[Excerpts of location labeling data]
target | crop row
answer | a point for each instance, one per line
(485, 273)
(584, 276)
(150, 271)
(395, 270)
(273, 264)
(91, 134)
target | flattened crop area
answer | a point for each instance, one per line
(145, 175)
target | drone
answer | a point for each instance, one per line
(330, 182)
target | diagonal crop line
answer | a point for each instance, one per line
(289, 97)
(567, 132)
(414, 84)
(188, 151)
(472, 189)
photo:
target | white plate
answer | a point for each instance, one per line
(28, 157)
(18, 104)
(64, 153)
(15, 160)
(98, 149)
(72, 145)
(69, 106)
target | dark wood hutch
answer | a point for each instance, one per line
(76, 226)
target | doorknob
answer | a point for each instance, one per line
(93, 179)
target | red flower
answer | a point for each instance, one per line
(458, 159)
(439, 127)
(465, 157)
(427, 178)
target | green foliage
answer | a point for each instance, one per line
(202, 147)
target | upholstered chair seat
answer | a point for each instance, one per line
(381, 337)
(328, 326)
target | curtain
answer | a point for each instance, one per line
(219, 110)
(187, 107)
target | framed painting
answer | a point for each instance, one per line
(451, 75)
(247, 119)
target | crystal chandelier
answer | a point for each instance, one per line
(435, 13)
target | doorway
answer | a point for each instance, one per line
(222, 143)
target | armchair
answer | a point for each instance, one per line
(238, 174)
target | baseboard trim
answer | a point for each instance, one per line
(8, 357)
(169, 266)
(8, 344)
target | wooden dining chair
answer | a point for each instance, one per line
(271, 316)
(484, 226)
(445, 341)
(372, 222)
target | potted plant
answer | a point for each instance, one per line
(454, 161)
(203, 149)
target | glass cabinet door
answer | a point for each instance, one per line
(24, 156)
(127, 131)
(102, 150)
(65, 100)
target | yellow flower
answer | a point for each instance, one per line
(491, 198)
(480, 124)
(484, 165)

Task brief:
Starting with the line that contains "target | wooden dining chair" and continuing through the end of the records, rewrite those lines with "potted plant" replaced by "houseplant" and everything else left unchanged.

Right answer:
target | wooden dining chair
answer | a point for each instance, one per line
(271, 316)
(484, 226)
(445, 341)
(372, 222)
target | houseplant
answer | a point for each instance, one per line
(454, 161)
(203, 149)
target | glass cabinet door
answer | a point for each instance, one per line
(24, 156)
(127, 131)
(102, 150)
(65, 100)
target | yellow flower
answer | a point for each instance, one per line
(491, 198)
(480, 124)
(484, 165)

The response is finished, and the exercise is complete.